- AIM
Copy the entries below, swapping "corrugated metal roof" for "sheet metal roof" and leaving everything else as it is. Leave the pictures out of your answer.
** START STORED DATA **
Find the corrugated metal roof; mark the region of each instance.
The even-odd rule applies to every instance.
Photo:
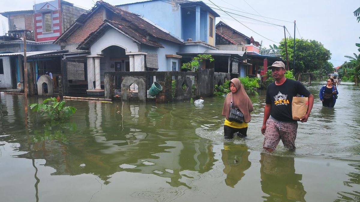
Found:
[[[35,56],[36,55],[40,55],[44,54],[48,54],[50,53],[64,53],[67,52],[67,51],[30,51],[26,52],[27,56]],[[18,53],[7,53],[0,54],[0,57],[4,57],[6,56],[15,56],[17,55],[22,55],[24,56],[24,52]]]
[[[204,53],[208,54],[229,54],[238,55],[242,57],[244,54],[246,55],[245,51],[221,51],[220,50],[207,50]]]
** END STORED DATA **
- RESPONSE
Find the sheet metal roof; mark the region of each instance.
The even-odd rule applies to every instance.
Photo:
Found:
[[[35,56],[36,55],[40,55],[44,54],[48,54],[50,53],[64,53],[67,52],[67,51],[30,51],[26,52],[27,56]],[[18,53],[7,53],[0,54],[0,57],[4,57],[6,56],[15,56],[17,55],[22,55],[24,56],[24,52]]]
[[[204,53],[208,54],[229,54],[238,55],[242,57],[244,54],[246,55],[245,51],[221,51],[220,50],[207,50]]]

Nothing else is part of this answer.